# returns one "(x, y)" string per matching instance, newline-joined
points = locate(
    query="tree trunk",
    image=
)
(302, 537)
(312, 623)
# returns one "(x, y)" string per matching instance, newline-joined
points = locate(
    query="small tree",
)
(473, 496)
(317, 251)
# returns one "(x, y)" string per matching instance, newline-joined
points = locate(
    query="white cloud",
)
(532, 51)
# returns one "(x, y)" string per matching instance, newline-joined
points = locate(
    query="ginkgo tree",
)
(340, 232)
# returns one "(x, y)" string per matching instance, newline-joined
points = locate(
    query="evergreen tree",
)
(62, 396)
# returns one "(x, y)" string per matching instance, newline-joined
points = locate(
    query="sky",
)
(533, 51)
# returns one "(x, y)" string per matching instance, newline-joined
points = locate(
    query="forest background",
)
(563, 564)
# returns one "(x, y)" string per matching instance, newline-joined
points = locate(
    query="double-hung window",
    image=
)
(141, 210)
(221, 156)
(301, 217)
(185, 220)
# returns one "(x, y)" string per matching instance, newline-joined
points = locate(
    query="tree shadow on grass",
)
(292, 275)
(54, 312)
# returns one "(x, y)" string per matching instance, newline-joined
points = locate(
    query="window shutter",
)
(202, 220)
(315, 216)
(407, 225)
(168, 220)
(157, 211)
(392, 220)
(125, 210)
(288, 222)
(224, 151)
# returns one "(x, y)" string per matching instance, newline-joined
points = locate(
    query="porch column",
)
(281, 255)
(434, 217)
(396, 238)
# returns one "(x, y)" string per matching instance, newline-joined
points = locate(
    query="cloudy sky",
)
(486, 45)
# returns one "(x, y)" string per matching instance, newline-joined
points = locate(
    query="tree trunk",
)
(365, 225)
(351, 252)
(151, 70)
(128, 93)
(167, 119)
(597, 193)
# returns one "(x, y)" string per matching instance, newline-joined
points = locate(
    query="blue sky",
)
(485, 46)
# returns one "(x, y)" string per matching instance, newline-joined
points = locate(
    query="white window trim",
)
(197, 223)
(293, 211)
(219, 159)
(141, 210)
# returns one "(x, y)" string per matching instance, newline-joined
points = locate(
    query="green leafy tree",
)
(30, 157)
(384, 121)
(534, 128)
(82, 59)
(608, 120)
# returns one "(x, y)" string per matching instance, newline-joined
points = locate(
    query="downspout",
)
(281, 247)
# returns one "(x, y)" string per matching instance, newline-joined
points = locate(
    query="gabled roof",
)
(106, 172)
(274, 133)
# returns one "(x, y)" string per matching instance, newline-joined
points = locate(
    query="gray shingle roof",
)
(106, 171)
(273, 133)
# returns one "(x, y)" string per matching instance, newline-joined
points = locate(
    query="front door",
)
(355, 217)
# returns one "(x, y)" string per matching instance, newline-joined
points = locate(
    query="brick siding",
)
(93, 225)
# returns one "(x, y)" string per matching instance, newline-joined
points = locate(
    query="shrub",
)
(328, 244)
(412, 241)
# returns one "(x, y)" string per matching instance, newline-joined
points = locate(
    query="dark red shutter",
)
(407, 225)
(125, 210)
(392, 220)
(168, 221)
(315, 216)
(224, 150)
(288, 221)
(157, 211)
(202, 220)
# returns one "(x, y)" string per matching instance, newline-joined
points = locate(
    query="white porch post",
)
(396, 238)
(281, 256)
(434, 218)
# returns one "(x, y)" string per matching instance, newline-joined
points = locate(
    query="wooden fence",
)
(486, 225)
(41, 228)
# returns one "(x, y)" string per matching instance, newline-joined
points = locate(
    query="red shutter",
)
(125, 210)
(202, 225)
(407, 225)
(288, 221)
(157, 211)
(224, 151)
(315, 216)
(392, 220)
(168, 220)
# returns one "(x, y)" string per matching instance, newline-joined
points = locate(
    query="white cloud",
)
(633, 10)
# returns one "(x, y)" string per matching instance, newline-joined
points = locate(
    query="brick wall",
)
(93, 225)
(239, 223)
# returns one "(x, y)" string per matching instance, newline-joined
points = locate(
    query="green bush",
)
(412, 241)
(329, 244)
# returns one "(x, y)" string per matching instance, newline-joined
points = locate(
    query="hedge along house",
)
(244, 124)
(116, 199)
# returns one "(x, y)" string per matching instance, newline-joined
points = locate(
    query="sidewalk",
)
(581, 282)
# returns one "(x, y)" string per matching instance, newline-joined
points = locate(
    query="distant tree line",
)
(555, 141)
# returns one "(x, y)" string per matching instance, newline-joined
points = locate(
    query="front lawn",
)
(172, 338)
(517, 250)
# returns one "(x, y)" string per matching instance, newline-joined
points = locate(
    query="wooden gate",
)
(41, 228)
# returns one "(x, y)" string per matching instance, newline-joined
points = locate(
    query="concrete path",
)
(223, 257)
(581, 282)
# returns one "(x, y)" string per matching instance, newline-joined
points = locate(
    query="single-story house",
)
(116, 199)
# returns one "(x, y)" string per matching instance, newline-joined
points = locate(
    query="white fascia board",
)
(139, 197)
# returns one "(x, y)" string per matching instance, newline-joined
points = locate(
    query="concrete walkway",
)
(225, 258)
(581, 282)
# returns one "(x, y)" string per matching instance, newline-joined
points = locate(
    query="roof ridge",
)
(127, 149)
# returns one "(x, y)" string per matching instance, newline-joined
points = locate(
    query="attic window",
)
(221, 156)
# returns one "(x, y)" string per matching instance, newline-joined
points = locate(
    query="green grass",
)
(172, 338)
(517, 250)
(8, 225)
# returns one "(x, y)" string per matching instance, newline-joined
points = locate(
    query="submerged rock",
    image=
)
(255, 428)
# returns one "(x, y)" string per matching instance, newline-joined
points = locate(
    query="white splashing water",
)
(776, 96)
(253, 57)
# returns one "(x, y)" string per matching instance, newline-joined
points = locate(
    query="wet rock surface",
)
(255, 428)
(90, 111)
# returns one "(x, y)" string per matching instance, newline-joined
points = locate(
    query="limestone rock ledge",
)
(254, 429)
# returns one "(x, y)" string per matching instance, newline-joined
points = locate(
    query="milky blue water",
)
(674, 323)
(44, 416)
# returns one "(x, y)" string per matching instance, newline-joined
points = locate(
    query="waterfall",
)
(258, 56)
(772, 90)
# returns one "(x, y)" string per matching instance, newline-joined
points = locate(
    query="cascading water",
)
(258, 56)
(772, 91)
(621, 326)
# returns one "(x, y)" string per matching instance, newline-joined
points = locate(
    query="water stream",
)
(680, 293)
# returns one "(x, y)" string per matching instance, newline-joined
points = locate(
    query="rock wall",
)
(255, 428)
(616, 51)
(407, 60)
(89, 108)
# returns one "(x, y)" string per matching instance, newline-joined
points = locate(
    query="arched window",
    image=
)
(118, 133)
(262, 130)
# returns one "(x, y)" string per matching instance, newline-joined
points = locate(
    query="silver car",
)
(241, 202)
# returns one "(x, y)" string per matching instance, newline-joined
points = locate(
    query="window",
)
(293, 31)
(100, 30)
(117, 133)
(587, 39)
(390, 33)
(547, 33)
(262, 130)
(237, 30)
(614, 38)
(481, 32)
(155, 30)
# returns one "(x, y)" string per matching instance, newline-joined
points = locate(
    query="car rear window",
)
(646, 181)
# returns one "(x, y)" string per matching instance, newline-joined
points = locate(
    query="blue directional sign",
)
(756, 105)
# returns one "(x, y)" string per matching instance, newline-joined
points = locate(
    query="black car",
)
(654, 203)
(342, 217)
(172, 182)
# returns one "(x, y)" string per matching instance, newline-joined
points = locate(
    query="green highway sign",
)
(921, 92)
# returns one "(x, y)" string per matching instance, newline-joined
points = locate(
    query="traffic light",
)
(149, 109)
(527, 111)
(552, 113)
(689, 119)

PROBLEM TO SOLVE: Take the listing above and write it out again exactly.

FULL OUTPUT:
# returns one "(x, y)" string per matching instance, newline-joined
points = locate(
    query="tree trunk",
    image=
)
(302, 537)
(312, 623)
# returns one "(x, y)" string per matching instance, newline-joined
points = locate(
    query="small tree",
)
(473, 496)
(317, 251)
# returns one "(x, y)" string per matching instance, newline-joined
points = locate(
    query="white cloud",
)
(532, 51)
# returns one "(x, y)" string per matching instance, newline-joined
points = locate(
    query="ginkgo tree",
)
(340, 232)
# returns one "(x, y)" string per matching instance, newline-joined
points = locate(
    query="evergreen tree",
)
(62, 396)
# returns one "(x, y)" string per matching instance, newline-joined
points = locate(
    query="sky",
)
(533, 51)
# returns one "(x, y)" string per matching instance, newline-joined
points = locate(
    query="forest background",
)
(563, 564)
# returns one "(x, y)" string per matching instance, newline-joined
points = locate(
    query="double-hung window",
    image=
)
(141, 210)
(221, 156)
(301, 217)
(185, 220)
# returns one "(x, y)" string per matching instance, newline-joined
points = locate(
    query="tree shadow on grass",
)
(292, 275)
(54, 312)
# returns one "(x, y)" string per matching instance, newline-joined
points = locate(
    query="window shutter",
)
(202, 220)
(315, 216)
(407, 225)
(168, 220)
(157, 211)
(392, 220)
(125, 210)
(288, 222)
(224, 151)
# returns one "(x, y)" string per matching instance, newline-joined
points = locate(
    query="porch column",
)
(281, 255)
(434, 217)
(396, 238)
# returns one "(x, y)" string per matching instance, newline-joined
points = locate(
    query="cloudy sky",
)
(486, 45)
# returns one "(x, y)" string per matching instance, newline-joined
points = locate(
    query="tree trunk",
)
(365, 225)
(351, 252)
(151, 70)
(128, 93)
(167, 119)
(597, 193)
# returns one "(x, y)" string per matching instance, newline-joined
points = locate(
    query="blue sky",
)
(485, 46)
# returns one "(x, y)" string per matching instance, newline-joined
points = locate(
    query="white window trim",
)
(197, 223)
(293, 211)
(219, 159)
(141, 210)
# returns one "(x, y)" string per matching instance, newline-joined
points = locate(
    query="green leafy tree",
)
(30, 157)
(384, 121)
(534, 128)
(82, 59)
(608, 120)
# returns one "(x, y)" string per matching instance, newline-joined
points = locate(
    query="downspout",
)
(281, 247)
# returns one "(x, y)" string per matching instance, newline-joined
points = locate(
    query="gabled roof",
)
(106, 172)
(274, 133)
# returns one "(x, y)" string per matching instance, newline-joined
points = locate(
    query="gray shingle roof",
)
(106, 171)
(273, 133)
# returns one "(x, y)" string per matching instance, newline-joined
points = locate(
    query="front door",
)
(355, 217)
# returns one "(x, y)" string per matching instance, newline-joined
points = locate(
    query="brick siding",
)
(93, 225)
# returns one "(x, y)" string per matching instance, newline-joined
points = locate(
    query="shrub",
)
(328, 244)
(412, 241)
# returns one "(x, y)" string per matching instance, newline-joined
points = locate(
    query="dark red shutter",
)
(407, 225)
(125, 210)
(392, 220)
(168, 221)
(315, 216)
(224, 150)
(288, 221)
(157, 211)
(202, 220)
# returns one "(x, y)" string per matching instance, newline-joined
points = locate(
    query="white porch post",
)
(396, 238)
(281, 256)
(434, 218)
# returns one "(x, y)" string per matching instance, newline-joined
points = locate(
    query="wooden fence",
)
(486, 225)
(41, 228)
# returns one "(x, y)" string per matching instance, newline-joined
points = locate(
    query="red shutter",
)
(125, 210)
(202, 225)
(407, 225)
(288, 221)
(157, 211)
(224, 151)
(315, 216)
(392, 220)
(168, 220)
# returns one "(x, y)" string per matching instance, newline-joined
points = locate(
    query="white cloud",
)
(633, 10)
# returns one "(x, y)" string per matching instance, newline-joined
points = locate(
    query="brick wall",
)
(93, 225)
(239, 223)
# returns one "(x, y)" string per matching instance, newline-joined
points = locate(
    query="green bush",
)
(412, 241)
(329, 244)
# returns one "(x, y)" string per matching instance, newline-joined
points = locate(
    query="hedge along house",
)
(244, 124)
(116, 199)
# returns one "(x, y)" string per matching instance, newline-joined
points = locate(
    query="sidewalk",
)
(581, 282)
# returns one "(x, y)" string per matching instance, newline-joined
points = locate(
    query="distant tree line",
)
(555, 141)
# returns one "(x, y)" string per matching instance, newline-joined
points = locate(
    query="front lawn",
)
(172, 338)
(517, 250)
# returns one "(x, y)" string per matching instance, newline-joined
points = locate(
    query="wooden gate",
)
(41, 228)
# returns one "(x, y)" string per matching instance, newline-joined
points = locate(
    query="concrete path",
)
(223, 257)
(581, 282)
# returns one "(x, y)" string per matching instance, newline-joined
points = locate(
    query="single-story house",
)
(116, 199)
# returns one "(x, y)" string per matching instance, newline-joined
points = locate(
    query="white fascia board",
)
(139, 197)
# returns one "(x, y)" string per matching instance, newline-joined
points = locate(
    query="concrete walkway",
)
(225, 258)
(581, 282)
# returns one "(x, y)" string per matching instance, newline-joined
points = locate(
    query="roof ridge",
)
(127, 149)
# returns one "(x, y)" string per matching instance, newline-joined
points = locate(
    query="attic window",
)
(221, 156)
# returns one "(x, y)" string per matching instance, newline-joined
points = locate(
    query="green grass",
)
(172, 338)
(517, 250)
(8, 225)
# returns one "(x, y)" string per matching instance, newline-joined
points = locate(
    query="submerged rock",
    image=
)
(255, 428)
# returns one "(x, y)" string per matching instance, newline-joined
points = locate(
    query="white splashing water",
)
(776, 96)
(253, 57)
# returns one "(x, y)" string per matching instance, newline-joined
points = locate(
    query="wet rock surface",
)
(255, 428)
(90, 111)
# returns one "(x, y)" string per matching instance, newline-joined
points = locate(
    query="limestone rock ledge",
)
(254, 429)
# returns one "(x, y)" string per matching instance, newline-joined
points = locate(
    query="milky blue water",
)
(674, 323)
(44, 416)
# returns one "(x, y)" string per matching instance, newline-joined
points = locate(
    query="waterfall",
)
(258, 56)
(772, 90)
# returns one "(x, y)" string per matching instance, newline-joined
points = locate(
    query="cascading water",
)
(258, 56)
(772, 91)
(621, 326)
# returns one "(x, y)" string per matching instance, newline-joined
points = locate(
    query="water stream",
)
(680, 293)
# returns one "(x, y)" string per matching instance, newline-joined
points = locate(
    query="rock wall",
)
(255, 428)
(616, 51)
(407, 60)
(89, 108)
# returns one "(x, y)" string per matching instance, newline-joined
points = locate(
    query="arched window",
    image=
)
(118, 133)
(262, 130)
# returns one "(x, y)" string per matching instance, newline-joined
points = locate(
    query="silver car",
)
(241, 202)
# returns one "(x, y)" string per matching instance, newline-joined
points = locate(
    query="window",
)
(293, 31)
(100, 30)
(117, 133)
(587, 39)
(390, 33)
(547, 33)
(262, 130)
(237, 30)
(614, 38)
(481, 32)
(155, 30)
# returns one "(x, y)" string per matching instance, newline-joined
points = locate(
    query="car rear window",
)
(646, 181)
# returns one "(x, y)" string per matching instance, newline-joined
points = locate(
    query="blue directional sign",
)
(756, 105)
# returns one "(x, y)" string per matching instance, newline-joined
points = locate(
    query="black car",
)
(654, 203)
(342, 217)
(172, 182)
# returns one "(x, y)" string per matching instance, newline-joined
points = locate(
    query="green highway sign",
)
(921, 92)
# returns one "(x, y)" string per matching instance, newline-joined
points = locate(
    query="traffic light",
)
(149, 109)
(527, 111)
(552, 113)
(689, 119)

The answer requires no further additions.